### THE TASK
If a record holds a picture, please leave the picture out and copy the rest of the record exactly.
────────────────
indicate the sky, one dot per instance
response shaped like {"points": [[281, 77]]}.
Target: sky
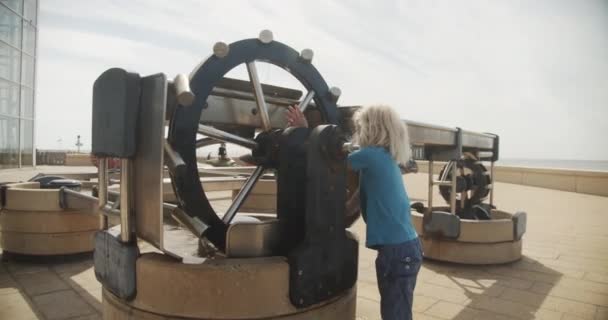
{"points": [[533, 72]]}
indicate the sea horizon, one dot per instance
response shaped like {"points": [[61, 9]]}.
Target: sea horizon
{"points": [[593, 165]]}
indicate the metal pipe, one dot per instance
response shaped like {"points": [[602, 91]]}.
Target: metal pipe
{"points": [[306, 101], [243, 193], [430, 196], [102, 172], [228, 93], [259, 95], [484, 154], [194, 225], [125, 200], [349, 147], [183, 94], [174, 160], [203, 142], [226, 137], [453, 193], [492, 179], [442, 183]]}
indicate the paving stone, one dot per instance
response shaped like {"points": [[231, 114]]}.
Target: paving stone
{"points": [[448, 310], [16, 307], [8, 285], [40, 282], [581, 294], [368, 309], [601, 314], [61, 305]]}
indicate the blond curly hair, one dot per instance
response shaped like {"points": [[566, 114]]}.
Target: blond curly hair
{"points": [[381, 126]]}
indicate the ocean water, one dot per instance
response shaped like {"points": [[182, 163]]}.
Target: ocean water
{"points": [[594, 165]]}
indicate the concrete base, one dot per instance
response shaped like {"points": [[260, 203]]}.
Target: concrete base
{"points": [[33, 223], [471, 253], [479, 242], [255, 288]]}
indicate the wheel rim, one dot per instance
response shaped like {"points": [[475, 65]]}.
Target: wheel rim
{"points": [[184, 124]]}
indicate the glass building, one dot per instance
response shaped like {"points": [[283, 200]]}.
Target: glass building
{"points": [[18, 35]]}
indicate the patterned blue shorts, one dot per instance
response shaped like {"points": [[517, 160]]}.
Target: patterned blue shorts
{"points": [[397, 267]]}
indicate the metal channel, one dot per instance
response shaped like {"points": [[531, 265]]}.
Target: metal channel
{"points": [[259, 95], [431, 185], [148, 162], [453, 193], [227, 137], [126, 205], [306, 101], [103, 191], [428, 134], [242, 195]]}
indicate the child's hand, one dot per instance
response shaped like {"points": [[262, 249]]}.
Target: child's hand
{"points": [[295, 117]]}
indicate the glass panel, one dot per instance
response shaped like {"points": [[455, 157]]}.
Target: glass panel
{"points": [[10, 63], [29, 38], [29, 11], [27, 73], [27, 102], [16, 5], [27, 142], [10, 27], [9, 144], [9, 98]]}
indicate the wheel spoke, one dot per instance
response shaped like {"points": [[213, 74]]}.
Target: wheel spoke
{"points": [[203, 142], [259, 95], [306, 101], [217, 134], [242, 195]]}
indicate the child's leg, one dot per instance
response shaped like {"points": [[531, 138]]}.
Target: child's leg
{"points": [[397, 267]]}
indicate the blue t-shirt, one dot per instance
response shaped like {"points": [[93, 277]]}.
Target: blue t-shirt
{"points": [[385, 206]]}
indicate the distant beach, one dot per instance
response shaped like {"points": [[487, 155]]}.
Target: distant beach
{"points": [[594, 165]]}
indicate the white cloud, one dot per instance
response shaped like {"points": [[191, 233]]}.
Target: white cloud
{"points": [[533, 72]]}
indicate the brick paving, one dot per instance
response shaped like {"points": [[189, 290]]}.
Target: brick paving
{"points": [[563, 275]]}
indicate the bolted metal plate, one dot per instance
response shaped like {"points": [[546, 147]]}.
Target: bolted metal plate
{"points": [[115, 107], [246, 239], [442, 224], [519, 224], [115, 263]]}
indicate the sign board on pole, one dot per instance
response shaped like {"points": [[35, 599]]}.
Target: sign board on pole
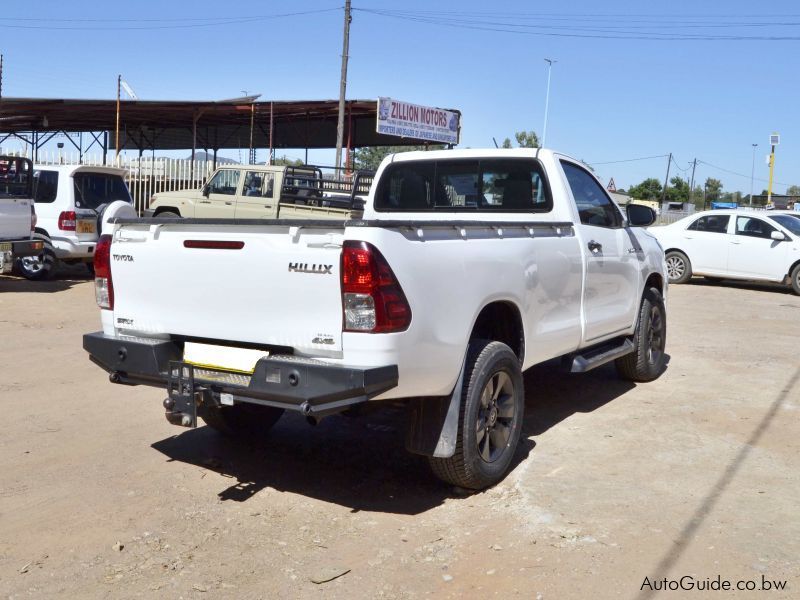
{"points": [[426, 123]]}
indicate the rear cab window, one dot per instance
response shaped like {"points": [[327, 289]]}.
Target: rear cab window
{"points": [[491, 185], [45, 186], [93, 190], [594, 205], [711, 224]]}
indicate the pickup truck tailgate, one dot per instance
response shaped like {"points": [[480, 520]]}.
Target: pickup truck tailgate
{"points": [[260, 284]]}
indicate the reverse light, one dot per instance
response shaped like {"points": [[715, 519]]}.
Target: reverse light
{"points": [[372, 299], [103, 285], [67, 220]]}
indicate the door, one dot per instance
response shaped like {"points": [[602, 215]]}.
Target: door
{"points": [[611, 284], [219, 195], [706, 242], [754, 254], [258, 197]]}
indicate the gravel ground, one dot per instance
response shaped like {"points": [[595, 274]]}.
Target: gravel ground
{"points": [[696, 475]]}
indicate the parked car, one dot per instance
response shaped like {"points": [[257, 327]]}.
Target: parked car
{"points": [[467, 267], [17, 216], [733, 244], [69, 204], [268, 192]]}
────────────────
### RESULT
indicate the sky, one dot per instance
response shaped like {"points": [[281, 77]]}.
Target: sky
{"points": [[533, 72]]}
indicate the sea horizon, one dot per instance
response shaped like {"points": [[61, 9]]}.
Target: sea horizon
{"points": [[593, 165]]}
indicate the metal pipe, one dot per instance
response shaped like {"points": [[602, 91]]}.
Target: metal pipe
{"points": [[306, 101], [243, 193], [430, 196], [102, 172], [228, 93], [259, 95], [484, 154], [194, 225], [125, 200], [349, 147], [183, 94], [174, 160], [203, 142], [226, 137], [453, 193], [492, 179], [442, 183]]}
indicate the paving stone, one dot per instance
response shaped like {"points": [[231, 114]]}.
Target: paving stone
{"points": [[448, 310], [16, 307], [8, 285], [40, 282], [581, 294], [368, 309], [601, 314], [61, 305]]}
indicate the blond curly hair, one dot per instance
response shaped like {"points": [[566, 114]]}.
Target: blond curly hair
{"points": [[381, 126]]}
indicate the ocean water, one dot per instance
response shaped like {"points": [[182, 163]]}.
Target: ocean water
{"points": [[594, 165]]}
indicate the concrete base, one dot per instance
response shaped like {"points": [[260, 203]]}.
Target: concrete base
{"points": [[33, 223], [471, 253], [479, 242], [255, 288]]}
indicate the wheel rim, one dot per instance
response shaped like {"points": [[475, 65]]}.
Target: wheel rim
{"points": [[184, 124]]}
indicate the glass building, one dot per instance
response shaped like {"points": [[283, 200]]}.
Target: glass building
{"points": [[18, 35]]}
indicate the patterned blue shorts, one dot per instance
response shaped like {"points": [[517, 160]]}.
Target: patterned blue shorts
{"points": [[397, 267]]}
indicate the metal channel, one dot per instance
response shaped like {"points": [[531, 265]]}.
Target: metal channel
{"points": [[259, 95], [431, 185], [148, 162], [453, 193], [227, 137], [126, 205], [306, 101], [103, 191], [428, 134], [242, 195]]}
indicate the child's hand, one dot per instance
response shaped like {"points": [[262, 249]]}.
Target: child's hand
{"points": [[295, 117]]}
indicate the glass panel, one dot per instance
response shaped like {"points": [[455, 157]]}.
Target: glass panel
{"points": [[10, 63], [29, 38], [29, 11], [27, 73], [27, 102], [16, 5], [27, 142], [10, 27], [9, 144], [9, 98]]}
indicate the wheel spoke, one dot per instance
response shaped like {"points": [[213, 74]]}.
Target: wheel spoke
{"points": [[203, 142], [259, 95], [306, 101], [217, 134], [242, 195]]}
indicate the child's leg, one dot per instance
response shaped like {"points": [[531, 138]]}.
Target: child's leg
{"points": [[397, 267]]}
indicate the blue t-shirt, one dot per instance
response shaped like {"points": [[93, 277]]}.
Target: blue t-shirt
{"points": [[385, 206]]}
indicate the distant beach, one dot per instance
response shaped like {"points": [[487, 155]]}.
Target: distant beach
{"points": [[594, 165]]}
indicate the white cloud, one dot per instance
response shaped like {"points": [[191, 233]]}.
Target: white cloud
{"points": [[533, 72]]}
indicate the brick paving, one dot per instance
response shaped like {"points": [[189, 290]]}.
Target: brick paving
{"points": [[563, 275]]}
indicate the bolted metal plate, one dot per instance
response shaped like {"points": [[546, 147]]}.
Target: bolted metal plate
{"points": [[115, 107], [246, 239], [442, 224], [519, 224], [115, 263]]}
indicate the sign board on pole, one dot per instance
response shaped like {"points": [[35, 599]]}.
Target: sign board on pole
{"points": [[426, 123]]}
indicate the rear cab window, one dot per instance
response shaped like {"points": [[327, 289]]}.
Target: rear cab window
{"points": [[491, 185], [45, 186], [93, 190], [594, 205], [711, 224]]}
indicate the pickup truck tailgate, one dot per instance
response shaped like {"points": [[480, 520]]}.
Target: pickup truck tailgate
{"points": [[260, 284]]}
indicate the reverse light, one dot per instance
response shaped like {"points": [[715, 519]]}.
Target: reverse light
{"points": [[372, 299], [103, 285], [67, 220]]}
indicate the door, one dot per instance
response shaped like {"points": [[602, 215]]}.
Target: door
{"points": [[611, 284], [219, 195], [706, 242], [754, 254], [258, 197]]}
indicate the gravel ground, one dot per instance
response shaped like {"points": [[595, 274]]}.
Target: gravel ground
{"points": [[696, 475]]}
indicate the parked car, one dot per instance
response shaped like {"points": [[257, 327]]}.
Target: parked car
{"points": [[467, 267], [17, 216], [733, 244], [69, 204], [268, 192]]}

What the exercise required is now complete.